▸ DESCRIPTION OF THE TASK:
Show every line of the rows below that contains the word "wall".

▸ DATASET ROWS:

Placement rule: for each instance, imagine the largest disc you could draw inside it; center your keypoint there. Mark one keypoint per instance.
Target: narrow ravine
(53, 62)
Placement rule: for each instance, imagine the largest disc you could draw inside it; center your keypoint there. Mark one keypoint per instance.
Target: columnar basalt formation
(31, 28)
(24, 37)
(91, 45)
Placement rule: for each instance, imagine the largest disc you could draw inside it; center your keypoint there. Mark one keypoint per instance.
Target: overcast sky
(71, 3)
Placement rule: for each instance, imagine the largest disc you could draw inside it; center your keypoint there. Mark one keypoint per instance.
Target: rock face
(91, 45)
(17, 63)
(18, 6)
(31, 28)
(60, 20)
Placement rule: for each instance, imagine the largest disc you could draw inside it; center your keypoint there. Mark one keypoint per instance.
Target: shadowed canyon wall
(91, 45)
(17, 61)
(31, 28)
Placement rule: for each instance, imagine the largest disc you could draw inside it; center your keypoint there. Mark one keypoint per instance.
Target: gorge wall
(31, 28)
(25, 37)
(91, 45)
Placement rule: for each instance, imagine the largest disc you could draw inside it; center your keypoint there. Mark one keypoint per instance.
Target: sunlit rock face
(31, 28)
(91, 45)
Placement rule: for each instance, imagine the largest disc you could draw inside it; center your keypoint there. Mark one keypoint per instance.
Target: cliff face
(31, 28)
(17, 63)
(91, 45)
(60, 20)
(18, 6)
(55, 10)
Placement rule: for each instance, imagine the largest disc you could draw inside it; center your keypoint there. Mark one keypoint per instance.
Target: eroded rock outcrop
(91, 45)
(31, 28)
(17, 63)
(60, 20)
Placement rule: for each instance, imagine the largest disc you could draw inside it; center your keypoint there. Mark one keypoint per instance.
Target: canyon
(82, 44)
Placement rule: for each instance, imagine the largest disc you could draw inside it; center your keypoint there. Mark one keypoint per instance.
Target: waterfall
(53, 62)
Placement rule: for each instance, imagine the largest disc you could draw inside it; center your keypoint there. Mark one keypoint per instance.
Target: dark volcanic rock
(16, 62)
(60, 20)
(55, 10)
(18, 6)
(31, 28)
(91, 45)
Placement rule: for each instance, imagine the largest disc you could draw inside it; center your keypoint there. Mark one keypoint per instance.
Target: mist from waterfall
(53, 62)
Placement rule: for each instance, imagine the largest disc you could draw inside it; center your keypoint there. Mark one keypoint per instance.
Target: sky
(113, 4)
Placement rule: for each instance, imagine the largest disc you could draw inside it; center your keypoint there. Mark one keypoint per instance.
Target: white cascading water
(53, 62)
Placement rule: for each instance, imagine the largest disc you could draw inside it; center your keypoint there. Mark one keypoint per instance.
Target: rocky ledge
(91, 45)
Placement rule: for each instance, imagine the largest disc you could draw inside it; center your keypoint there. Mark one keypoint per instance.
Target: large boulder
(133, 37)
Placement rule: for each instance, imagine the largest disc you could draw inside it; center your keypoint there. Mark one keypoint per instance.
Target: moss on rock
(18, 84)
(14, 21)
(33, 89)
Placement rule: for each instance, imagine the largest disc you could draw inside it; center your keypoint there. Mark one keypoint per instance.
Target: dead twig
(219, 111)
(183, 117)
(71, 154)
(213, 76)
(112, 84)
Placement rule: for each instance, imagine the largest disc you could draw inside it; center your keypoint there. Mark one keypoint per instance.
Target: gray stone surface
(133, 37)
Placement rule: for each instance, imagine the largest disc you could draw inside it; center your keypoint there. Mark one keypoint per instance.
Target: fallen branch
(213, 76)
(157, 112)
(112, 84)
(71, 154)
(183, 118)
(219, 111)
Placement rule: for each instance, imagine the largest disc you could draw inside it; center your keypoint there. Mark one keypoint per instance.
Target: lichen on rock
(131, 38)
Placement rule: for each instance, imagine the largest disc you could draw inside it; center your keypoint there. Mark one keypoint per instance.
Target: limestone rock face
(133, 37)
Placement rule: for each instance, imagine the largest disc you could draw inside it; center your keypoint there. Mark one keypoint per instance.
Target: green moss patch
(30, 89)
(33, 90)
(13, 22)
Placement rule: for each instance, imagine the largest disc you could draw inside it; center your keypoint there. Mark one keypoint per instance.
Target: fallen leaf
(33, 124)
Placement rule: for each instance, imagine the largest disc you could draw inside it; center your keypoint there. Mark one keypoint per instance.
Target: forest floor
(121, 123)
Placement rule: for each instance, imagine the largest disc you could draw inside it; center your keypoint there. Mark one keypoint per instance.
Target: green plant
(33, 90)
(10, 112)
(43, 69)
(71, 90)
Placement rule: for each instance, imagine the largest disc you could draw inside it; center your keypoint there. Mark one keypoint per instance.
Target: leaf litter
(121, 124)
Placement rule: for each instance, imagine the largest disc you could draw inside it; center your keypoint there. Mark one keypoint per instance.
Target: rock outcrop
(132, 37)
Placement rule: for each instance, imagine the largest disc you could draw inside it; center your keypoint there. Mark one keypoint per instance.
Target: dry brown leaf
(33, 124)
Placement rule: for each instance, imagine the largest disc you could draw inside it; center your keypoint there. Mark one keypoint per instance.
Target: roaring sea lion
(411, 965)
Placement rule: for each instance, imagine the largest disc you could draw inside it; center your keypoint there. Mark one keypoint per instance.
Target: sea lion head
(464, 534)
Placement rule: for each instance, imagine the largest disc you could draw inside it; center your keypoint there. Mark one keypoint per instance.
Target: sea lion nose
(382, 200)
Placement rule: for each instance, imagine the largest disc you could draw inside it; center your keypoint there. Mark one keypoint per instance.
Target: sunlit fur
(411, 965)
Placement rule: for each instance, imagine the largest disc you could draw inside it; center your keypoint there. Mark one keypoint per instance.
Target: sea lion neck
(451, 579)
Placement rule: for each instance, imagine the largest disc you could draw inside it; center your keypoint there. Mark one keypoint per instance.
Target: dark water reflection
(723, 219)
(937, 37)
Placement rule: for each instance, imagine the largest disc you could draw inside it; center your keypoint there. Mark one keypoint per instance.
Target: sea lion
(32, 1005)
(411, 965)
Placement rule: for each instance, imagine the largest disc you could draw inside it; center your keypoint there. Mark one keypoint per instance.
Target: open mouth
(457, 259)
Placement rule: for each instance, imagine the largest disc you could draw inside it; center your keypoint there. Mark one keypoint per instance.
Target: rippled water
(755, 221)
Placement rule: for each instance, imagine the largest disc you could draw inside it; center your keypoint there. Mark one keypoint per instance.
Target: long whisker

▸ RESULT FOR THIS EXERCISE:
Target: shadowed canyon wall
Target: gorge wall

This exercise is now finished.